# PROVIDED ENTRIES:
◇ ◇ ◇ ◇

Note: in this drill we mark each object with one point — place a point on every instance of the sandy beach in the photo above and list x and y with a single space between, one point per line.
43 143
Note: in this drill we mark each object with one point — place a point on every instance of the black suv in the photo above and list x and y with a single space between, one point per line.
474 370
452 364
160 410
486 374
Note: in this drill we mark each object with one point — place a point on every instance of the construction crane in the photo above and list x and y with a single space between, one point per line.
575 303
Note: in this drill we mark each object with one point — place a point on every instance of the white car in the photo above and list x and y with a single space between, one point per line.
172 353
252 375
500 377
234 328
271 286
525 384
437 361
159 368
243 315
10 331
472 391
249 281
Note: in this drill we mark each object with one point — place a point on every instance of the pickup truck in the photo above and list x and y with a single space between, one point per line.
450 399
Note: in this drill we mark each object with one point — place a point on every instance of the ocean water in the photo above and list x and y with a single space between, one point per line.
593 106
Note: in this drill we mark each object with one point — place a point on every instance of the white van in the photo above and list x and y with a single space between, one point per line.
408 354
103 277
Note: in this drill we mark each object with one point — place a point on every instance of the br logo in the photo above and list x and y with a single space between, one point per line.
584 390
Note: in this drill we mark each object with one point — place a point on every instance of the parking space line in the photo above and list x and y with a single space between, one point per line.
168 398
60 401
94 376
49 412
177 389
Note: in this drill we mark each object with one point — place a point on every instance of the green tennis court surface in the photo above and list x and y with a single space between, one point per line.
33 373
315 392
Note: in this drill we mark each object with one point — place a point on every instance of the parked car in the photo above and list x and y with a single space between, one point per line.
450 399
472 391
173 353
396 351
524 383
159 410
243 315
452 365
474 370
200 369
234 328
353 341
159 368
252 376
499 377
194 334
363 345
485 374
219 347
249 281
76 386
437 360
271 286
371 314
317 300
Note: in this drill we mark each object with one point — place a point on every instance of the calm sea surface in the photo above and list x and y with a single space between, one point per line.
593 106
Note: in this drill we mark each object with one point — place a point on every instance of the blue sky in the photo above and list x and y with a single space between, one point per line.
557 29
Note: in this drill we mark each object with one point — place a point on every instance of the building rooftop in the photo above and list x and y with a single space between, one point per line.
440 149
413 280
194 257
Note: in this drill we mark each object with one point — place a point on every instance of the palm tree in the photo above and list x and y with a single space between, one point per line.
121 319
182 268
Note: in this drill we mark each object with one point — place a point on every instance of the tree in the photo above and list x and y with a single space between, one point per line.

◇ ◇ ◇ ◇

# DESCRIPTION OF THE TASK:
Retype only the lines running from the line with "of the calm" to the end of the listing, including both of those lines.

# EXPECTED OUTPUT:
Note: in this drill we mark each object with one point — place a point on every instance of the calm sea surface in the photo above and list x and y with a single space between, one point per line.
593 106
Note: in this drill we mark each object with one point — place a point on every instance of the blue sky in the photo above and list x and y with a single space between, one point per line.
557 29
Note: in this drill we mark each object with one point — place a point on every instance of the building rooftop in the photo above and list x and y with a single space between, one point per line.
440 149
413 280
194 257
Note: in this drill we mark each object with one point — place a point on every instance of the palm tree in the photo above and list x and y with a single space between, one point per line.
121 319
182 268
Note: in this drill we mark each object with one point — place a point on every instance of the tree in the photo above and list x and y with a single space between, one point per line.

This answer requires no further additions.